(TAREFAS DO EXERCÍCIO):
A – Resuma o parágrafo do excerto que começa por "Estava eu acabadinho de chegar ao Seminário" e mantenha os factos principais.
B – Devolva sem alterações a parte do excerto que vai desde "O sabor da importância" até "roçar o ridículo.".

(EXCERTO SELECIONADO):
/---
O sabor da importância

Se recordar é viver, então eu quero viver, recordando.

Todos nós temos, decerto, lembranças fundas sobre os mais variados momentos da idade, desde os tenros anos até este tempo presente de existência. Contudo, concordaremos em que os episódios a serem melhor revividos serão os experimentados na nossa meninice, adolescência ou juventude.

Não significa isso que omitimos a frequência de alguns acontecimentos próximos e actuais.

Quero lembrar, por exemplo, um dos primeiros instantes quando comecei a ter a noção de ser importante. É muito curioso e a roçar o ridículo.

Estava eu acabadinho de chegar ao Seminário – tinha onze anos, feitos dias antes – e descobri que, nos intervalos para recreio, alguém dos mais “velhos” tinha a incumbência de fomentar o desporto. Começava com o futebol, distribuindo todos os alunos em duas equipas aguerridas para um jogo conducente à descoberta de amizades e companheirismo. Assim, de imediato, as equipas eram compostas por trinta a quarenta figurantes – “figurões” em bola – de cada lado.

Tu, para aqui, tu, para acolá. Deste modo, o colega, senhor de algum traquejo por ser mais adiantado no curso e na idade, numa dessas andanças incluiu-me na “equipa do Benfica”. Fiquei muito honrado – eu que nada percebia do assunto – e daí a minha fiel admiração pelo clube com esse nome e que dura ainda hoje. Mas o mais importante foi o facto de, com isso, ter experimentado, pela primeira vez, a sensação de ser alguém.

Quanto a pensar-me jogador, quedei-me pelos primeiros tais pontapés e, no tocante a lugares proeminentes na sociedade, nunca ansiei nem trabalhei por tal coisa.

Outra nova etapa foi, já muito adiante e por inerência de missão e local, ser “feito” bombeiro com a honrosa classificação de “bombeiro zero, zero”.
\---
(SECÇÃO DE DADOS):
/---
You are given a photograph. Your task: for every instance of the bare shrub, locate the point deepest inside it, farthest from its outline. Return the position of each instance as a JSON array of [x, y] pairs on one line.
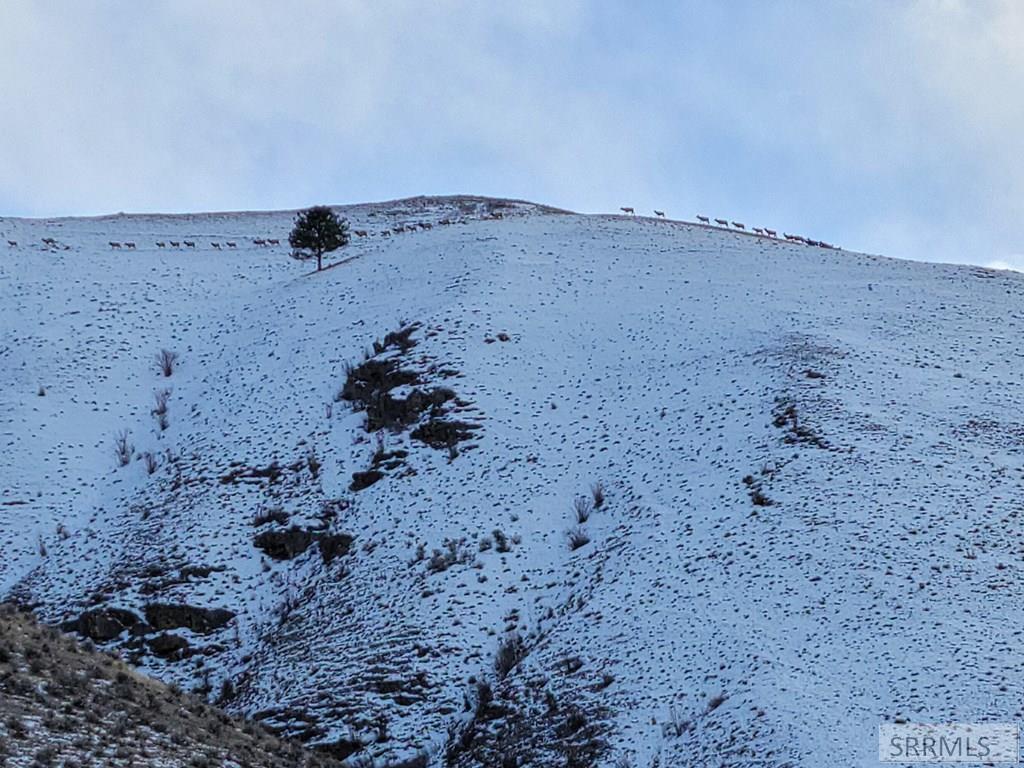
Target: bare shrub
[[511, 650], [166, 359], [313, 463], [578, 538], [583, 507], [123, 449], [160, 409]]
\---
(RESPOSTAS ÀS TAREFAS):
A – Cheguei ao Seminário com onze anos, feitos dias antes. Descobri que, nos intervalos para recreio, um dos alunos mais velhos tinha a tarefa de fomentar o desporto. Começava pelo futebol e dividia todos os alunos em duas equipas, para que um jogo levasse a amizades e companheirismo. Cada equipa ficava com trinta a quarenta jogadores.

B –
O sabor da importância

Se recordar é viver, então eu quero viver, recordando.

Todos nós temos, decerto, lembranças fundas sobre os mais variados momentos da idade, desde os tenros anos até este tempo presente de existência. Contudo, concordaremos em que os episódios a serem melhor revividos serão os experimentados na nossa meninice, adolescência ou juventude.

Não significa isso que omitimos a frequência de alguns acontecimentos próximos e actuais.

Quero lembrar, por exemplo, um dos primeiros instantes quando comecei a ter a noção de ser importante. É muito curioso e a roçar o ridículo.